Copy the material below word for word, from start to finish, but leave the pictures out of your copy.

Unprocessed records
_ _ _ _ _ _ _
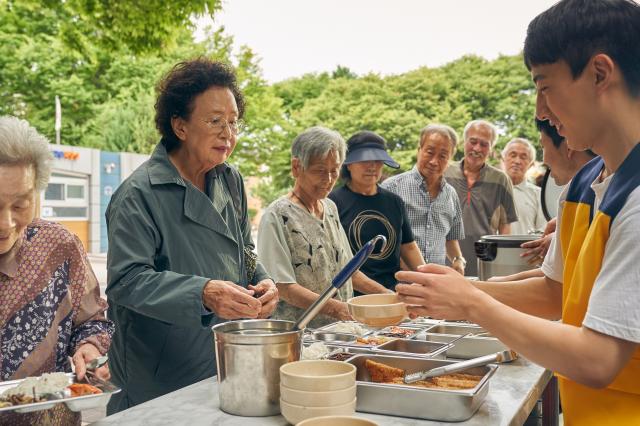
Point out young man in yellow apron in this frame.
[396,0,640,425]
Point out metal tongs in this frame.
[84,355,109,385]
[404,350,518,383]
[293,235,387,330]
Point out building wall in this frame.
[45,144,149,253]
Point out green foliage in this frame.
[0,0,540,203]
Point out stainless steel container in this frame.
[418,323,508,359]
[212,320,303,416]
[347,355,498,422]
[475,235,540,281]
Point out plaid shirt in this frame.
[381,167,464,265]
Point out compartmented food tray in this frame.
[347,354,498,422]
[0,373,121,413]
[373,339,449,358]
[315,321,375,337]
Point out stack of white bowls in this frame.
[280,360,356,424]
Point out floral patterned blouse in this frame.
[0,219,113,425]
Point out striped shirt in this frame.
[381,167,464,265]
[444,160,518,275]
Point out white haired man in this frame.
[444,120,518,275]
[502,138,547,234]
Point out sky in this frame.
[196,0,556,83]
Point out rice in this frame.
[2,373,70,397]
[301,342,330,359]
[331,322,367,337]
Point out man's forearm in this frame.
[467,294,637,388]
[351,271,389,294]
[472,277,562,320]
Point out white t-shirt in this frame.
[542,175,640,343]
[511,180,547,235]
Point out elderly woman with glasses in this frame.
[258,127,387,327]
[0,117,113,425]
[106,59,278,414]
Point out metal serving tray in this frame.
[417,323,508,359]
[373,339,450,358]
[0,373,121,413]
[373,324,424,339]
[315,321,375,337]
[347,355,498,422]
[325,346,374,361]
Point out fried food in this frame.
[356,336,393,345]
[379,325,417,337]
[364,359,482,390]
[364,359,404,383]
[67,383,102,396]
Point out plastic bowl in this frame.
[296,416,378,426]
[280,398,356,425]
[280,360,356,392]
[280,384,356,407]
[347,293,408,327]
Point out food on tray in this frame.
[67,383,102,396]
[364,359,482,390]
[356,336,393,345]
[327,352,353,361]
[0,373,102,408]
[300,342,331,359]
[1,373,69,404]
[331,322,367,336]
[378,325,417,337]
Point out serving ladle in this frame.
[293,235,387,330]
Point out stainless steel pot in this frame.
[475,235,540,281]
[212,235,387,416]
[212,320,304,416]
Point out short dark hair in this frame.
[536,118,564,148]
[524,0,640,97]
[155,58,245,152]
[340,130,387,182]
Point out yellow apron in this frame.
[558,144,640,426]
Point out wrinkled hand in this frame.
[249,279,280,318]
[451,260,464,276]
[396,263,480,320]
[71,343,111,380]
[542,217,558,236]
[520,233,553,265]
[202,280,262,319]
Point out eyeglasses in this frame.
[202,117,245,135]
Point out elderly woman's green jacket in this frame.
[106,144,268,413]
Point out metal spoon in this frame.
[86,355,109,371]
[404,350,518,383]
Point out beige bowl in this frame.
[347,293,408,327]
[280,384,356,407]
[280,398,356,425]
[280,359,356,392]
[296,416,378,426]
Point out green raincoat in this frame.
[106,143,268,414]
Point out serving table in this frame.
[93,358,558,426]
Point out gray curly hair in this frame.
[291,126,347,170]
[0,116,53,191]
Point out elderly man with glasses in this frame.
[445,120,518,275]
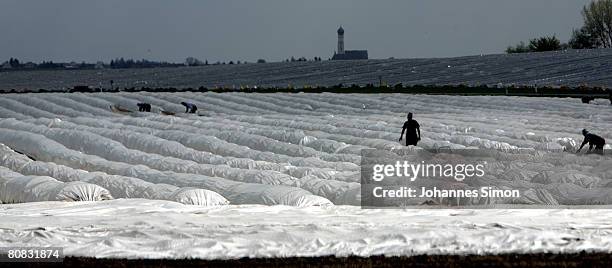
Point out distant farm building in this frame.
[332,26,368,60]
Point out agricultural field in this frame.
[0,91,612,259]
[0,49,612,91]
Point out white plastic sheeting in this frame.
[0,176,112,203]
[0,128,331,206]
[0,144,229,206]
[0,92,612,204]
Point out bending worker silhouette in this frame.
_ _ _ _ _ _ _
→ **Full answer**
Point out young man in yellow apron in this frame.
[396,0,640,425]
Point out metal tongs in this frame.
[84,355,109,385]
[404,350,518,383]
[293,235,387,330]
Point out building wall in this frame.
[45,144,149,253]
Point out green foliage in this frame.
[0,0,540,203]
Point out stainless steel container in this frame.
[418,323,508,359]
[212,320,303,416]
[347,355,498,422]
[475,235,540,281]
Point out plaid shirt in this frame.
[381,167,464,265]
Point out compartmented food tray in this frame.
[347,354,498,422]
[0,373,121,413]
[373,339,449,358]
[315,321,375,337]
Point out stack of white bowls in this frame.
[280,360,356,424]
Point out floral patterned blouse in this frame.
[0,219,113,425]
Point out striped shirt in this frame.
[381,167,464,265]
[444,160,518,275]
Point out white haired man in this frame.
[444,120,518,275]
[502,138,547,234]
Point out sky in this frame.
[196,0,556,83]
Point out rice in this frame.
[2,373,70,397]
[301,342,330,359]
[331,322,367,337]
Point out man's forearm in this frame.
[467,294,637,388]
[351,271,389,294]
[472,277,562,320]
Point out white t-shirt in this frame.
[542,175,640,343]
[511,180,547,235]
Point out elderly woman with glasses in this frame.
[258,127,387,327]
[0,117,113,425]
[106,59,278,414]
Point out metal serving tray in this frame.
[417,323,508,359]
[373,339,450,358]
[0,373,121,413]
[373,324,424,339]
[315,321,375,337]
[347,355,498,422]
[325,346,374,361]
Point out fried food in this frame.
[356,336,393,345]
[379,325,417,337]
[364,359,482,390]
[364,359,404,383]
[67,383,102,396]
Point out plastic bowl in this frame.
[296,416,378,426]
[280,398,356,425]
[280,360,356,392]
[280,384,356,407]
[347,293,408,327]
Point out food on tray in this frame.
[67,383,102,396]
[364,359,482,390]
[356,336,393,345]
[327,352,353,361]
[0,373,102,408]
[300,342,331,359]
[1,373,69,404]
[331,322,367,336]
[378,325,417,337]
Point out serving ladle in this frame.
[293,235,387,330]
Point out stainless steel pot in this frame.
[475,235,540,281]
[212,235,387,416]
[212,320,304,416]
Point out short dark hair in this frame.
[536,118,564,148]
[524,0,640,97]
[155,58,245,152]
[340,130,387,182]
Point out yellow apron in this frame.
[558,144,640,426]
Point out wrinkled hand in this frame.
[249,279,280,318]
[451,260,464,276]
[396,263,480,320]
[71,343,111,380]
[542,217,558,236]
[520,233,553,265]
[202,280,262,319]
Point out eyeglasses in this frame.
[202,117,245,135]
Point out elderly woman's green jacket in this frame.
[106,144,268,413]
Point out metal spoon in this frame.
[86,355,109,371]
[404,350,518,383]
Point out beige bowl in this frame.
[347,293,408,327]
[280,384,356,407]
[280,398,356,425]
[280,359,356,392]
[296,416,378,426]
Point out green raincoat in this frame.
[106,143,268,414]
Point out serving table in this frame.
[93,358,558,426]
Point out gray curly hair in this frame.
[291,126,347,170]
[0,116,53,191]
Point out elderly man with glasses in this frame.
[445,120,518,275]
Point out distant farm building in this frame.
[332,26,368,60]
Point out agricultural field in this frame.
[0,91,612,259]
[0,49,612,91]
Point out white plastic sheeting in this frame.
[0,176,112,203]
[0,128,331,206]
[0,144,229,206]
[0,92,612,204]
Point out bending worker silhouette in this frame.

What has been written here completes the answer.